ASSIGNED TASK - Scan the entries below. Return every line that includes "stadium".

DATA FOR THE TASK -
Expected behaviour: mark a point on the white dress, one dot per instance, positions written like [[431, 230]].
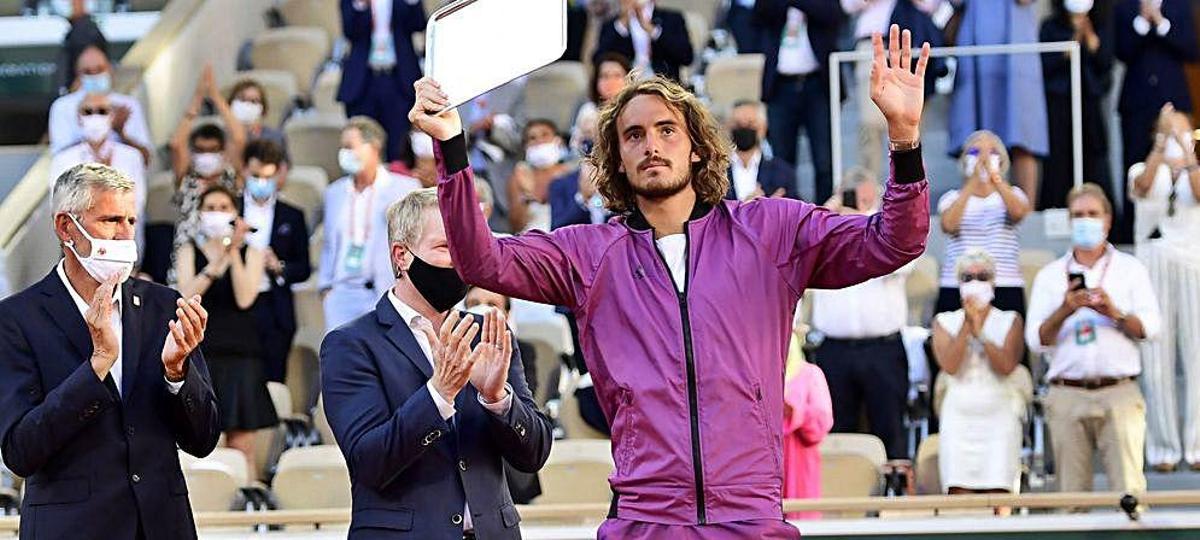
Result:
[[982, 414]]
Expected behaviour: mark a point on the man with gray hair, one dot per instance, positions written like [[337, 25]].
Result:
[[101, 378], [862, 354], [425, 448]]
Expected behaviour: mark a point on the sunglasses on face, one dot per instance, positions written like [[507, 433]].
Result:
[[976, 276]]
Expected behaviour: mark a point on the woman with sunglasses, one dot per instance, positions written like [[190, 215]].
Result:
[[983, 390], [984, 214], [1167, 223]]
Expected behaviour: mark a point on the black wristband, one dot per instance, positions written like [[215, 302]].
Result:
[[454, 154], [907, 166]]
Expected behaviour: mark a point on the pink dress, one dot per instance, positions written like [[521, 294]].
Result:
[[810, 418]]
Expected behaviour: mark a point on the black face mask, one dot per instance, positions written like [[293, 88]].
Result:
[[442, 287], [744, 138]]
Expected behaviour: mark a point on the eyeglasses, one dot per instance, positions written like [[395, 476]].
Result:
[[977, 276]]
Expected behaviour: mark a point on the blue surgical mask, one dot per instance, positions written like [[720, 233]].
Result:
[[1087, 232], [100, 83], [349, 161], [261, 189]]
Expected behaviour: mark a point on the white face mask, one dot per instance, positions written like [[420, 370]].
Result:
[[1078, 6], [981, 291], [544, 155], [246, 112], [208, 163], [216, 225], [1173, 150], [96, 127], [108, 258]]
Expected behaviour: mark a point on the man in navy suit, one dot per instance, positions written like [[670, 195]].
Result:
[[655, 39], [425, 448], [1155, 39], [101, 379], [796, 79], [751, 173], [378, 75], [280, 231]]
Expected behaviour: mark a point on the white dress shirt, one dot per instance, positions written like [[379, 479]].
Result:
[[1090, 345], [873, 16], [445, 408], [796, 55], [745, 177], [64, 124], [118, 370], [874, 309], [641, 39], [119, 156]]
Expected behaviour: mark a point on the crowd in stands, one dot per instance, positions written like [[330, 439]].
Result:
[[1105, 327]]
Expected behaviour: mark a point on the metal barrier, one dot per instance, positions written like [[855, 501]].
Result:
[[1077, 103]]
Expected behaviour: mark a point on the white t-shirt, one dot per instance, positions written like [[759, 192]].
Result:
[[985, 225]]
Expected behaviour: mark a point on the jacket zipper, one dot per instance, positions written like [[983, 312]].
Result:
[[690, 361]]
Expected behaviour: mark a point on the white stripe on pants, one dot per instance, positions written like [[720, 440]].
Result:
[[1175, 274]]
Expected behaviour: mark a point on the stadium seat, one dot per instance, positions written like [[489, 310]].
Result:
[[929, 480], [727, 77], [215, 481], [576, 472], [922, 288], [319, 13], [313, 139], [305, 190], [324, 93], [556, 91], [160, 195], [312, 478], [280, 87], [863, 444], [299, 51]]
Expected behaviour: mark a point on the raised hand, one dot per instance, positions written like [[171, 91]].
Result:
[[430, 99], [895, 89], [451, 354], [186, 334], [492, 357], [106, 345]]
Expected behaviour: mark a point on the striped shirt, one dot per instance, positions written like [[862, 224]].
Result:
[[985, 225]]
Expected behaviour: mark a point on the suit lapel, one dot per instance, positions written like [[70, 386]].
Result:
[[65, 315], [131, 339], [402, 336]]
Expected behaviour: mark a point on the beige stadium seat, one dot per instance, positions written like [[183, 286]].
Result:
[[922, 288], [324, 93], [299, 51], [556, 91], [863, 444], [576, 472], [214, 481], [160, 195], [312, 478], [305, 190], [313, 139], [929, 477], [731, 79], [321, 13], [280, 87]]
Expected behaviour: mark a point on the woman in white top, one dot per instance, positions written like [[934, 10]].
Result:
[[983, 214], [1165, 189], [983, 390]]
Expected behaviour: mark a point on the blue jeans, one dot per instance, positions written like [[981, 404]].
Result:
[[803, 102]]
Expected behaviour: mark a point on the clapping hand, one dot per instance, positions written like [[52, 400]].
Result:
[[491, 359], [453, 360], [895, 88], [186, 334]]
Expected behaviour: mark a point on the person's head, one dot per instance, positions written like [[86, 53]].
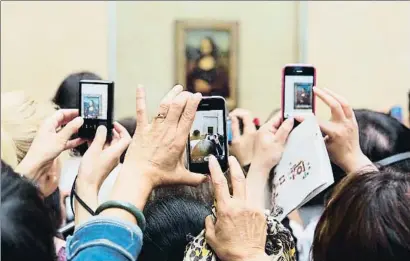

ANSWER BELOW -
Expected behaviour: mark a point on the stadium seat, one dot per instance, positions written like [[489, 310]].
Expected behaviour: mark a point on the beige stadium seat, one dot per instance, positions written like [[183, 286]].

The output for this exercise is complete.